■ Exercise prompt
Every line of the material must be written out again unchanged.

■ Data excerpts
****************************************

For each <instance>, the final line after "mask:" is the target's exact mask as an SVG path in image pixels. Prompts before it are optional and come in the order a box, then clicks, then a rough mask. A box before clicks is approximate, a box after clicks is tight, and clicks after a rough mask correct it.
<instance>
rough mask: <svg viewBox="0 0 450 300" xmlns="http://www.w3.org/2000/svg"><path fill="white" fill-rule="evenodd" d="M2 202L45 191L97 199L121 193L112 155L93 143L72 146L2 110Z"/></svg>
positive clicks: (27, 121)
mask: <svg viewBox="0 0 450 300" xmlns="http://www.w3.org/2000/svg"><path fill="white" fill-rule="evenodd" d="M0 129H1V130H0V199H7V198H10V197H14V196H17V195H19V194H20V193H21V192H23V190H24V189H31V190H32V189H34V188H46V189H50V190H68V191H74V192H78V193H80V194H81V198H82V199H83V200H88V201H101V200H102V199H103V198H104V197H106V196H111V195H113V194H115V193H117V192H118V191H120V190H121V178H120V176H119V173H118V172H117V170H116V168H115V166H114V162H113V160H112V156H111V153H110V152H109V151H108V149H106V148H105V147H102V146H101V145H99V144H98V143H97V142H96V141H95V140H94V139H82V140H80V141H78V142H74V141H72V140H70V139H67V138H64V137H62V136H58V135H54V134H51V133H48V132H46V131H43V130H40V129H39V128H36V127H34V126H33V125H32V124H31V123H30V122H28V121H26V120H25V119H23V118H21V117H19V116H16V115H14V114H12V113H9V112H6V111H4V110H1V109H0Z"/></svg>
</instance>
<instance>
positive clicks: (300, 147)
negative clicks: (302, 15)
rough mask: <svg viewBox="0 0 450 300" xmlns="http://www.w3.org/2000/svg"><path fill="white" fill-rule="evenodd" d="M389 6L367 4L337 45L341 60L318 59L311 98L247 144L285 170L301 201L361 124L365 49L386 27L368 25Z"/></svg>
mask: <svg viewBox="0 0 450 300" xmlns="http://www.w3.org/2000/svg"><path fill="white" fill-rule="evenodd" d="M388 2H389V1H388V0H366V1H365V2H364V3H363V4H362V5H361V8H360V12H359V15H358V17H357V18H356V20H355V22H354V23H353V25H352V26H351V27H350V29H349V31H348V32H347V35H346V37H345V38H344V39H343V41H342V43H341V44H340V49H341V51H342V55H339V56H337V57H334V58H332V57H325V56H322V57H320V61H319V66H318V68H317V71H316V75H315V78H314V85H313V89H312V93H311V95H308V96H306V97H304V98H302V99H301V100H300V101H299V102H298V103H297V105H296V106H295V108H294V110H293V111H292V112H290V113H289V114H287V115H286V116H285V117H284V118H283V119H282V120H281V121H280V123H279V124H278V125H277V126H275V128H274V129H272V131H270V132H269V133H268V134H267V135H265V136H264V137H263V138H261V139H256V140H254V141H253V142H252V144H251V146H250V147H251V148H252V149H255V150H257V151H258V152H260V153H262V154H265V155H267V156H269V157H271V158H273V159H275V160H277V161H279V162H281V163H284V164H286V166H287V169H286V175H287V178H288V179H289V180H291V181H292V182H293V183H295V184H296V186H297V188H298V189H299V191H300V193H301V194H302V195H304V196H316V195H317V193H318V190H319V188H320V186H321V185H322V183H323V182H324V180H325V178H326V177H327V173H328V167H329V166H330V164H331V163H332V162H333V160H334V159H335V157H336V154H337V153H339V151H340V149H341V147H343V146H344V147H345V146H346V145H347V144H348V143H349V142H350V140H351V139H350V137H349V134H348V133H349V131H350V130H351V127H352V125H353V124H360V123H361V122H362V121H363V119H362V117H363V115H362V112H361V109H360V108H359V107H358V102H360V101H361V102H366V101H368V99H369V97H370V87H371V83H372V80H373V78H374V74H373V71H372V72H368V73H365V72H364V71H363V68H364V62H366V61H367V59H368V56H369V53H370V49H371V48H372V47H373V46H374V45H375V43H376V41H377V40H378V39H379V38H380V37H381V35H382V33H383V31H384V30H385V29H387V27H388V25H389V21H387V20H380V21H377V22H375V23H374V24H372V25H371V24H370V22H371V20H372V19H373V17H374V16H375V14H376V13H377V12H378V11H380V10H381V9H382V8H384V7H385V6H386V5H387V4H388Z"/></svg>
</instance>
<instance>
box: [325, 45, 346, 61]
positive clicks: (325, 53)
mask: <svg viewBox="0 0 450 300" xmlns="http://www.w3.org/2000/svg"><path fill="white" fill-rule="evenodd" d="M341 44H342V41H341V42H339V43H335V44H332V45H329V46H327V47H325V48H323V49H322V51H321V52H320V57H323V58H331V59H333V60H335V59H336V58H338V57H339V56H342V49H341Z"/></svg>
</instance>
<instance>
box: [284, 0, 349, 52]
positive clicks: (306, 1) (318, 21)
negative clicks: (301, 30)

****************************************

■ Exercise output
For each <instance>, the final line after "mask:" is the target's exact mask as an SVG path in image pixels. Prompts before it are optional and come in the order a box, then clicks, then a rough mask. A box before clicks is approximate, a box after clicks is tight, and clicks after a rough mask correct it.
<instance>
rough mask: <svg viewBox="0 0 450 300" xmlns="http://www.w3.org/2000/svg"><path fill="white" fill-rule="evenodd" d="M2 202L45 191L97 199L121 193L112 155L93 143L72 146L2 110Z"/></svg>
positive clicks: (27, 121)
mask: <svg viewBox="0 0 450 300" xmlns="http://www.w3.org/2000/svg"><path fill="white" fill-rule="evenodd" d="M0 129H1V130H0V199H7V198H10V197H14V196H17V195H19V194H20V193H21V192H23V190H24V189H31V190H32V189H34V188H46V189H50V190H68V191H74V192H78V193H80V194H81V198H82V199H83V200H88V201H101V200H102V199H103V198H104V197H106V196H111V195H113V194H115V193H117V192H118V191H120V190H121V178H120V176H119V173H118V172H117V170H116V168H115V166H114V162H113V160H112V156H111V153H110V152H109V151H108V149H106V148H105V147H102V146H101V145H99V144H98V143H97V142H96V141H95V140H94V139H82V140H80V141H78V142H74V141H72V140H70V139H67V138H64V137H62V136H58V135H54V134H51V133H48V132H46V131H43V130H40V129H39V128H36V127H34V126H33V125H32V124H31V123H30V122H28V121H26V120H25V119H23V118H21V117H19V116H16V115H14V114H12V113H9V112H6V111H4V110H1V109H0Z"/></svg>
</instance>
<instance>
positive clicks: (300, 147)
negative clicks: (302, 15)
rough mask: <svg viewBox="0 0 450 300" xmlns="http://www.w3.org/2000/svg"><path fill="white" fill-rule="evenodd" d="M389 6L367 4L337 45L341 60L318 59L311 98L247 144L285 170L301 201L361 124L365 49L386 27L368 25Z"/></svg>
mask: <svg viewBox="0 0 450 300" xmlns="http://www.w3.org/2000/svg"><path fill="white" fill-rule="evenodd" d="M388 2H389V1H388V0H366V1H365V2H364V3H363V4H362V5H361V8H360V12H359V15H358V17H357V18H356V20H355V22H354V23H353V25H352V26H351V27H350V29H349V31H348V32H347V35H346V37H345V38H344V39H343V41H342V43H341V44H340V49H341V51H342V55H339V56H337V57H334V58H332V57H325V56H322V57H320V61H319V66H318V68H317V71H316V75H315V78H314V85H313V89H312V93H311V95H308V96H306V97H304V98H302V99H301V100H300V101H299V102H298V103H297V105H296V106H295V108H294V110H293V111H292V112H290V113H289V114H287V115H286V116H285V117H284V118H283V119H282V120H281V121H280V123H279V124H278V125H277V126H275V128H274V129H272V131H270V132H269V133H268V134H267V135H265V136H264V137H263V138H261V139H256V140H254V141H253V142H252V144H251V146H250V147H251V148H252V149H255V150H257V151H258V152H260V153H262V154H265V155H267V156H269V157H271V158H273V159H275V160H277V161H279V162H281V163H284V164H286V166H287V169H286V175H287V178H288V179H289V180H291V181H292V182H293V183H295V184H296V186H297V188H298V189H299V191H300V193H301V194H302V195H304V196H316V195H317V193H318V190H319V188H320V186H321V185H322V183H323V182H324V180H325V178H326V177H327V173H328V167H329V166H330V164H331V163H332V162H333V160H334V159H335V157H336V154H337V153H339V151H340V149H341V147H343V146H344V147H345V146H346V145H347V144H348V143H349V142H350V140H351V139H350V137H349V134H348V133H349V131H350V130H351V127H352V125H353V124H360V123H361V122H362V121H363V119H362V117H363V115H362V112H361V109H360V108H359V107H358V102H360V101H361V102H366V101H368V99H369V97H370V87H371V83H372V80H373V78H374V74H373V71H372V72H368V73H365V72H364V71H363V68H364V62H366V61H367V59H368V56H369V53H370V49H371V48H372V47H373V46H374V45H375V43H376V41H377V40H378V39H379V38H380V37H381V35H382V33H383V31H384V30H385V29H387V27H388V25H389V21H387V20H380V21H377V22H375V23H374V24H372V25H371V24H370V22H371V20H372V19H373V17H374V16H375V14H376V13H377V12H378V11H380V10H381V9H382V8H384V7H385V6H386V5H387V4H388Z"/></svg>
</instance>
<instance>
box: [325, 45, 346, 61]
positive clicks: (325, 53)
mask: <svg viewBox="0 0 450 300" xmlns="http://www.w3.org/2000/svg"><path fill="white" fill-rule="evenodd" d="M341 44H342V41H341V42H339V43H335V44H332V45H329V46H327V47H325V48H323V49H322V51H321V52H320V57H323V58H331V59H333V60H335V59H336V58H338V57H339V56H342V49H341Z"/></svg>
</instance>
<instance>
box: [284, 0, 349, 52]
positive clicks: (306, 1) (318, 21)
negative clicks: (301, 30)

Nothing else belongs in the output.